[Text section]
This brings us to the discussion of the contested right of the opponents to sue as warrantor a remote vendor in the chain of titles, without first exercising their recourse against their immediate vendor. The sale by Henry Cassidy to Horace Wright Cassidy was executed in this state, and the deed of the latter to Spohn and Hamilton was executed in the state of Texas, and, as already stated, the lands which were the subject-matter of both contracts are situated in Texas. Hence it follows that the right and obligations of the parties under both contracts ought to be governed by the laws of Texas. This question was discussed and maturely considered in the case of Succession of Larendon, 39 La. Ann. 952, 3 South Rep. 219, in which the rule was formulated in the following language: "The rights and obligations arising under acts passed in one state to be executed in another, respecting the transfer of real estate in the latter, are regulated in point of form, substance, and Vaildity by the laws of the state in which such acts are to have effect."

Now, under the laws, and according to the jurisprudence, of the state of Texas, a grantee may maintain an action and recover for breach of covenant of warranty against his immediate or remote vendor. Under that system, "a covenant of warranty runs with the land." The existence and recognition of that principle in the laws and jurisprudence of Texas, in which the common law prevails, are shown by the testimony of eminent practitioners in that state, who support their conclusions by reference to authorities in point. Hobby, Tex. Land Law, § 37; Peck v. Hensley, 20 Tex. 677. See, also, Hunt v. Amidon, 4 Hill, 347; Dupont v. Starring, 42 Mich. 492, 4 N. W. Rep. 190. We therefore hold that in this case opponents could maintain their action

against Henry Cassidy, their remote vendor, or his succession, without first exercising their recourse against their immediate vendor, Horace Wright Cassidy, and this was one of the reasons for which we held, in another part of this opinion, that, as vendor or warrantor, the latter was not a necessary party in these proceedings. We must now discuss the question as to whether opponents have been legally evicted or not, and that involves the consideration of two propositions: (1) One of law; and that is whether such an action must necessarily result from direct judicial process against the alleged evicted vendee. (2) Whether, if evicted in law, these opponents have actually abandoned the property.

[Request] Continue the court opinion on warranty claims against a remote vendor, starting right after its final sentence. None of the entries that follow are needed for this.

[Extracted entries]
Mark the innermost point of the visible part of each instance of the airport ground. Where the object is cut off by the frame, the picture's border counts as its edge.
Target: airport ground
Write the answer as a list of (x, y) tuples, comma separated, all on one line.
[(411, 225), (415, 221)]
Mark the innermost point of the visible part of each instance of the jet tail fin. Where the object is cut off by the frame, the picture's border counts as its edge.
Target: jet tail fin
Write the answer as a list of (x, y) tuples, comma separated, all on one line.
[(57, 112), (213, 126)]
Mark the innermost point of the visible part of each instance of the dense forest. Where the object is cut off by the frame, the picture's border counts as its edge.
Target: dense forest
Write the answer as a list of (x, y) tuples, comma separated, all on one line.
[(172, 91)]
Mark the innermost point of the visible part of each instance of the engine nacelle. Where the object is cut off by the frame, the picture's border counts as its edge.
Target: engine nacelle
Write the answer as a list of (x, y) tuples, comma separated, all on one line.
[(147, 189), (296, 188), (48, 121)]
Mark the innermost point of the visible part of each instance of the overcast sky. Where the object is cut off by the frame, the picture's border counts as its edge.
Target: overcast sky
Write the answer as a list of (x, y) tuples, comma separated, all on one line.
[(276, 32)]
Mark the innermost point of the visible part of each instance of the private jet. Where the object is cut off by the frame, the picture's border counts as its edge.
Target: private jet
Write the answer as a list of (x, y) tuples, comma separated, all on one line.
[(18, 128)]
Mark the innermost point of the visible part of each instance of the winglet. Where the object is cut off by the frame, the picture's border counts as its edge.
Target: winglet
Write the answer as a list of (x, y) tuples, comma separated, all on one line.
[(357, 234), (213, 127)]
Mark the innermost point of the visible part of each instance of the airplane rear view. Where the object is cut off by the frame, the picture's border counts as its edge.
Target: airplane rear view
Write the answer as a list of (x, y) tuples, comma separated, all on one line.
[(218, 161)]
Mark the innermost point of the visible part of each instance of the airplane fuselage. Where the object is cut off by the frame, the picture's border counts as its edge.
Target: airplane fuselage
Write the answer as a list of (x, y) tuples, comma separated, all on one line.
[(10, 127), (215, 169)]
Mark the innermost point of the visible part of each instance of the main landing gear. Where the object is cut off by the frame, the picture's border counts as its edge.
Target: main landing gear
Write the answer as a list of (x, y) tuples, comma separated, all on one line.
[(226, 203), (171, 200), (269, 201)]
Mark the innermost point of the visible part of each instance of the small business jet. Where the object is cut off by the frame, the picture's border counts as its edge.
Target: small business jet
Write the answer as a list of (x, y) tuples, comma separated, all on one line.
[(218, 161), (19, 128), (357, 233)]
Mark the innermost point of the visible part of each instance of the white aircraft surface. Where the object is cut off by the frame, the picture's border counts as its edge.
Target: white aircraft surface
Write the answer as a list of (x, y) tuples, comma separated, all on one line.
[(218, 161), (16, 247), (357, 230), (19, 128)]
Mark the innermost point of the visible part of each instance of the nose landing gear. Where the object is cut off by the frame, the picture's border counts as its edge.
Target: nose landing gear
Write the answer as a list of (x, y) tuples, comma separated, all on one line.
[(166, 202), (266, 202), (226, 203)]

[Written reply]
1. The negative of this proposition not only flows from competent authority on the laws and jurisprudence of Texas, but the principle is considered in brief by the present counsel of the testamentary executor, who say "The Texas authorities referred to by opponent undoubtedly established the fact that a purchaser may sue his vendor for a breach of the covenant of warranty without showing eviction under legal process, but they also show that, in order to recover in such action, the purchaser must plead, prove, and establish the validity of the adverse title which he admits and claims to be paramount to that transferred to him by his vendor, and must show an actual dispossession by virtue thereof."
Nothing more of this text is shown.